§ **THE EXERCISE**:
Reproduce each of the following lines word for word, keeping their order, and omit the pictures from your copy.

§ **SUPPLIED DATA**:
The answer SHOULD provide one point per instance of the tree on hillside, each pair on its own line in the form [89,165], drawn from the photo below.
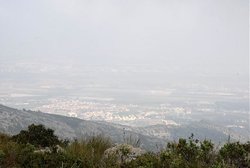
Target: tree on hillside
[38,136]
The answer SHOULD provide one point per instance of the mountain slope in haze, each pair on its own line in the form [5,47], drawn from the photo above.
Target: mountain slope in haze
[13,120]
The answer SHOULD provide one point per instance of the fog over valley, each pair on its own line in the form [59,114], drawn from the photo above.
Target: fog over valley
[155,67]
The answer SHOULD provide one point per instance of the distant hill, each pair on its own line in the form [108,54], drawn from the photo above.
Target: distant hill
[151,137]
[13,120]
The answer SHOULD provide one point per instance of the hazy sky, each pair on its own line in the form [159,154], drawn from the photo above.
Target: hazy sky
[207,35]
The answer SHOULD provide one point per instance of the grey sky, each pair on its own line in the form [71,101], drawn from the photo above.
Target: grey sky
[208,35]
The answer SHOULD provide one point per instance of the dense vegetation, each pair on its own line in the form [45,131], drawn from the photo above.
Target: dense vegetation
[39,147]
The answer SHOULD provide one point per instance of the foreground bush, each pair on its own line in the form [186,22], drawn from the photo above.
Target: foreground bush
[25,150]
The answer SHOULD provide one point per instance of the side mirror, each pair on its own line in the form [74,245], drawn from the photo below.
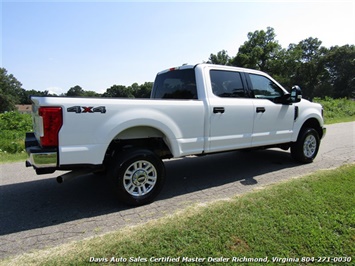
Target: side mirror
[296,94]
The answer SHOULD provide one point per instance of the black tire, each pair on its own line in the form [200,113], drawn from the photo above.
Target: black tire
[137,176]
[306,147]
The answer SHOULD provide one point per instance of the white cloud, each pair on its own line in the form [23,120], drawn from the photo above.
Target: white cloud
[55,90]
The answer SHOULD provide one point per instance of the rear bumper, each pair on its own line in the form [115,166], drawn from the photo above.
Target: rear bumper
[44,160]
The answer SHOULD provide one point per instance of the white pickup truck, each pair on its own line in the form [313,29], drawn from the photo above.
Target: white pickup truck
[193,110]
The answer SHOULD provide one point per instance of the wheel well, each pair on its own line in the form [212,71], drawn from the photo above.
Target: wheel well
[313,123]
[156,145]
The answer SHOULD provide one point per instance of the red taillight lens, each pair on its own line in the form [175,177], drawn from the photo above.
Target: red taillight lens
[52,122]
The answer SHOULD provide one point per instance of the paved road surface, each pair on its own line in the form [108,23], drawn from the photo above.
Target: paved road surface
[36,212]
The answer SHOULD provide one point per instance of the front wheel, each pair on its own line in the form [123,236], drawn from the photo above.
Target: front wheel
[137,176]
[307,146]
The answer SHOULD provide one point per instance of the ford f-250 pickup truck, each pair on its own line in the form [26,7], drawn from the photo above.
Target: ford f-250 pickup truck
[193,110]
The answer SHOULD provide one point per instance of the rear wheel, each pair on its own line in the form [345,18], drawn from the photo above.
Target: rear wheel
[137,176]
[306,147]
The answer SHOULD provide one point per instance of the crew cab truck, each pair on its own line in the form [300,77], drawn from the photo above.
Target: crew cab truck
[193,110]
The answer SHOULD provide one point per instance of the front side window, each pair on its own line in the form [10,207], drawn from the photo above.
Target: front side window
[176,84]
[265,88]
[227,84]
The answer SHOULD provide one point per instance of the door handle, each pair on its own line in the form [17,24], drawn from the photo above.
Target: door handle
[260,109]
[218,110]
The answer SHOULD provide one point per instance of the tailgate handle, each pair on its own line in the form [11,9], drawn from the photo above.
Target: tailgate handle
[260,109]
[218,110]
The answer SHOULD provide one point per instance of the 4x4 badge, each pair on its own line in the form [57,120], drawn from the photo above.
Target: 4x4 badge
[87,109]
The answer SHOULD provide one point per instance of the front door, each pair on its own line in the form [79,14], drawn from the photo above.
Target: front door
[230,112]
[273,122]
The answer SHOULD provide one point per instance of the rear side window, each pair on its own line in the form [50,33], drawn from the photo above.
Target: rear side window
[175,84]
[227,84]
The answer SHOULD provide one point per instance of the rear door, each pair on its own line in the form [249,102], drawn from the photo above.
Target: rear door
[273,121]
[230,111]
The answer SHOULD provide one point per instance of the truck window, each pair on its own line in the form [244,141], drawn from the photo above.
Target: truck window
[264,88]
[227,84]
[175,84]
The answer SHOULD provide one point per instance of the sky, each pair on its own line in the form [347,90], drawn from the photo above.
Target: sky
[56,45]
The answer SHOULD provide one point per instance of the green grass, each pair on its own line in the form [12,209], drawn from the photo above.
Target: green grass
[337,110]
[312,216]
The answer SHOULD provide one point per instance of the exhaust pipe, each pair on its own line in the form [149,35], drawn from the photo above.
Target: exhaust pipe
[71,175]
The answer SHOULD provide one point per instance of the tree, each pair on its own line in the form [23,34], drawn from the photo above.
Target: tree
[118,91]
[10,91]
[75,91]
[222,58]
[259,51]
[340,64]
[143,91]
[308,67]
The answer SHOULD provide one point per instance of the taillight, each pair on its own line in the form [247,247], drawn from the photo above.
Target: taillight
[52,122]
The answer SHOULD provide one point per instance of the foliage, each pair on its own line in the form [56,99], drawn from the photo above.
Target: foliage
[319,71]
[259,51]
[337,109]
[309,217]
[10,91]
[13,128]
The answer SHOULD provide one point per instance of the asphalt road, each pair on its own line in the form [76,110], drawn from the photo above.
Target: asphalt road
[36,212]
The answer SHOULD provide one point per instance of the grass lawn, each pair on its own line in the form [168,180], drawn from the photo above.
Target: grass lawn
[308,219]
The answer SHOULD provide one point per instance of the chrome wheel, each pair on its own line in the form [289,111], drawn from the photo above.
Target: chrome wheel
[140,178]
[309,146]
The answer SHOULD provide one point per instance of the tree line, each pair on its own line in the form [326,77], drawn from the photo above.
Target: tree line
[318,70]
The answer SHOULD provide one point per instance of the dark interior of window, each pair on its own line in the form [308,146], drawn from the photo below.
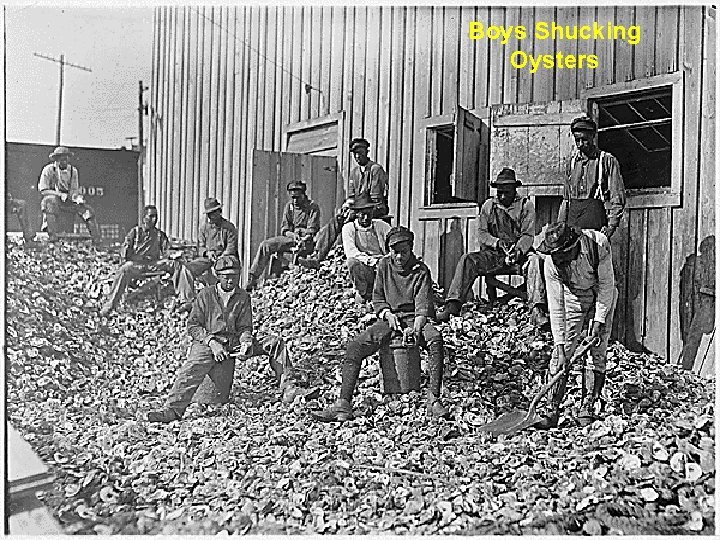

§ **THE ANSWER**:
The answer SHOULD provide one point per instance of the tree on hillside, each pair on its own line in the form [89,165], drawn from the photo below.
Target: tree on hillside
[38,136]
The answer SHOULD provide one point per instance of the mountain slope in haze, each pair on its own line in the form [5,47], drawn from the photo above.
Target: mountain slope in haze
[13,120]
The answer SHOULD provide one point per instance of the fog over valley, each pair on its own line in the form [59,114], drawn from the photo above.
Target: fog over valley
[155,67]
The answer SHOULD provide one point per instance of the distant hill, each pair on its own line in the form [108,54], drawn from the photo above.
Target: distant hill
[151,137]
[13,120]
The answer SHOULD provide one point per instance of the hazy sky, each pair on its own line in the form [159,154], drawn from the photo above.
Target: hazy sky
[207,35]
The answer SHOULD provide one point per instance of the grey sky, each pair on its own line in the form [71,101], drawn from the photo above.
Target: grey sky
[208,35]
The answer SHOULD provide one point per instance of the dense vegetation, each pair on its own line in the form [45,131], drawn from the photo above.
Target: dense vegetation
[39,147]
The answer SHOULD provide one point per instance of the foreground bush, each pair on its own line in the form [186,22], drawn from the photo above.
Target: foreground bush
[25,150]
The answer SHOULD provide one point per instance of the side mirror, each pair on its own line in the form [74,245], drawn from the photo below.
Target: side mirror
[296,94]
The answer SHOULD provide one point per instance of the black tire, each pair on its own line in the form [200,113], drawn from the photo above.
Target: black tire
[137,176]
[306,147]
The answer SHOULD provide one point per instance of the white cloud, each pair on its own line in the form [23,120], drawn from the photo above.
Target: white cloud
[55,90]
The answer SHOULD provide one point per instance of the rear bumper, each pair on its own line in the form [115,166], drawn from the photo above.
Target: rear bumper
[44,160]
The answer SHOULD provide one point per instance of the white pickup truck, each pair on its own line in the form [313,29], drawn from the photo above.
Target: white pickup truck
[193,110]
The answer SHOULD provide one point per instance of the wheel well, each pair on its own line in the form [212,71], drawn from the photo above.
Target: wheel well
[313,123]
[156,145]
The answer SHOULD provide one point per instance of the red taillight lens, each pair on its own line in the form [175,177], drawn from the photo above.
Target: red taillight lens
[52,122]
The answer SHOULD provide one point per instance of the paved road surface, each pair on its own line in the form [108,23], drawn from the photo above.
Target: paved road surface
[36,212]
The answer SHOULD provide one point per instance of the front wheel, each pair on its own line in the form [123,236], drawn from the photo above.
Target: front wheel
[137,176]
[307,146]
The answer SHOULD provide one point per instance of the ford f-250 pickup truck, each pair on its own line in the form [26,7], drawn from the photo above.
Target: ford f-250 pickup truck
[193,110]
The answer SHOULD provide one point per instance of the rear wheel, each pair on its own line in the form [345,18], drawn from the photo above.
Target: rear wheel
[137,176]
[306,147]
The answer SHOULD provide one point per instance of the crew cab truck, each pair on its own line in the form [300,77], drawn from the photo above.
Target: crew cab truck
[193,110]
The answer SHOULD provide one point per instance of the front side window, each pair on its own line in the form [10,207], drawn from the photo above.
Target: front side window
[176,84]
[265,88]
[227,84]
The answer SHOULD provide one point per instance of the door handle, each pair on its own line in the form [17,24], drawn from the photo above.
Target: door handle
[260,109]
[218,110]
The answer SHOULD provide one point per instance of the tailgate handle, each pair on its own line in the form [11,9], drawn from the photo above.
Target: tailgate handle
[260,109]
[218,110]
The answer SHOULD provide one point per instance of the 4x4 badge, each pair on its own line in the form [57,120], drawn from the photo above.
Target: 4x4 badge
[87,109]
The answer SHOULD provide one point per instance of the front door, each pair on its own line in the form [79,14], drawn from the photo above.
Target: front door
[230,112]
[273,122]
The answer SHOULD provide one point per instance of the rear side window, each pair on its own line in the form [50,33], drawn from the photo above.
Target: rear side window
[175,84]
[227,84]
The answer SHOULD provide one point per instance of the rear door, each pair on its own line in the form [249,102], drawn from the photo above.
Target: rear door
[273,121]
[230,111]
The answer SHOULD provide one point per instance of the truck window, each pair on its own line in the form [244,141], drawn from the photo above.
Target: truck window
[264,88]
[227,84]
[175,84]
The answer SHOULD provide one point per instance of the sky, each pair on its own line in the form [347,90], drawn from the photo above.
Target: sky
[56,45]
The answer SHOULD provide one point per instance of the green grass, each pair on its own line in the form [12,209], drawn from the photo above.
Target: green grass
[337,110]
[312,216]
The answer SHOULD provide one point per instance of the exhaust pipe, each pair on its own line in the form [149,35], drawn from the photo above.
Target: exhaust pipe
[71,175]
The answer SHOULD provide one point per instance of the tree, each pair on its own line in the form [23,34], drawn from the photo above.
Target: tree
[118,91]
[10,91]
[75,91]
[222,58]
[259,51]
[340,64]
[143,91]
[308,67]
The answer SHOULD provide one point per instance of the taillight, each pair on its own line in the form [247,247], drawn from the photo above.
Target: taillight
[52,122]
The answer SHOULD provide one point per instance of the foliage, each pair on its own line in the form [56,99], drawn from the photo above.
Target: foliage
[319,71]
[259,51]
[337,109]
[309,217]
[10,91]
[13,128]
The answer SHOULD provide one point per instance of the asphalt road, each pair on its own line in the form [76,110], drawn from the photo above.
Target: asphalt road
[36,212]
The answer SHOULD provide one point per instance of the grass lawn, each pair on its own line in the form [168,180], drawn from the photo above.
Target: grass lawn
[308,219]
The answer SHOULD provide one point per instance of the chrome wheel, each pair on its own line in the form [289,111], drawn from the photo above.
Target: chrome wheel
[140,178]
[309,146]
The answer SHOULD provide one point per instance of the tree line, each pair on its own line in the form [326,77], drawn from the photo above.
Target: tree line
[318,70]
The answer SHOULD provide one point per instance of the dark interior of window, each pair on its own line in the form [308,146], drawn from the photo below.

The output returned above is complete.